REQUIRED ACTION -
Copy every entry as is. Leave images out.

EXCERPTED DATA -
---

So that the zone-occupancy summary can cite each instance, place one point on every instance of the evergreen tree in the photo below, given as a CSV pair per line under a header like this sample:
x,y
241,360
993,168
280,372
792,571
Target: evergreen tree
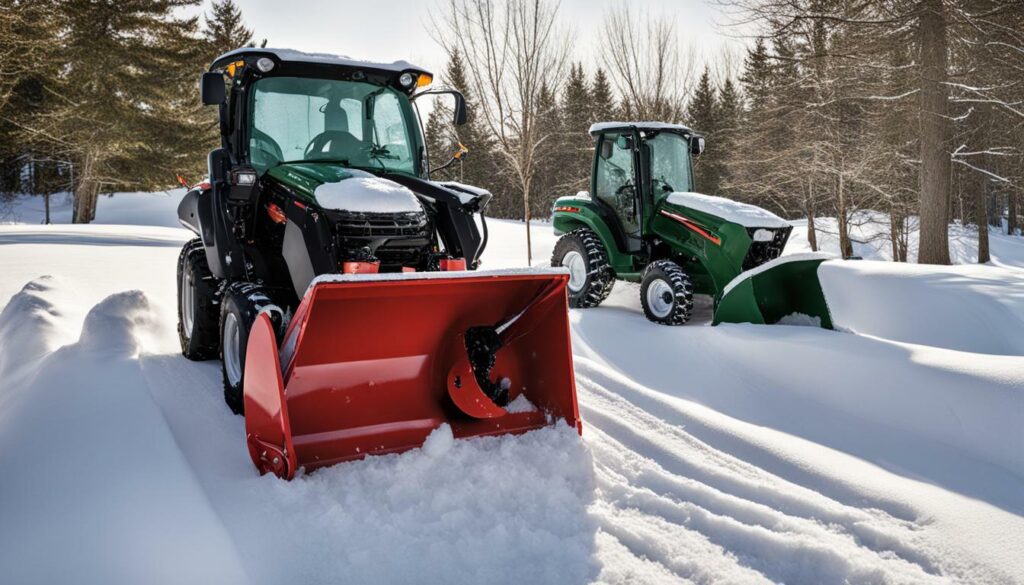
x,y
550,175
576,141
704,112
224,29
604,108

---

EXERCISE RESULT -
So that the zone-occupancy summary can cite each instance, place one point on every instance of the evergreen tree in the photo below, given as a CSV pair per line under a header like this sample:
x,y
241,360
993,168
280,372
792,571
Target: evergreen tree
x,y
550,175
576,141
704,112
224,29
604,108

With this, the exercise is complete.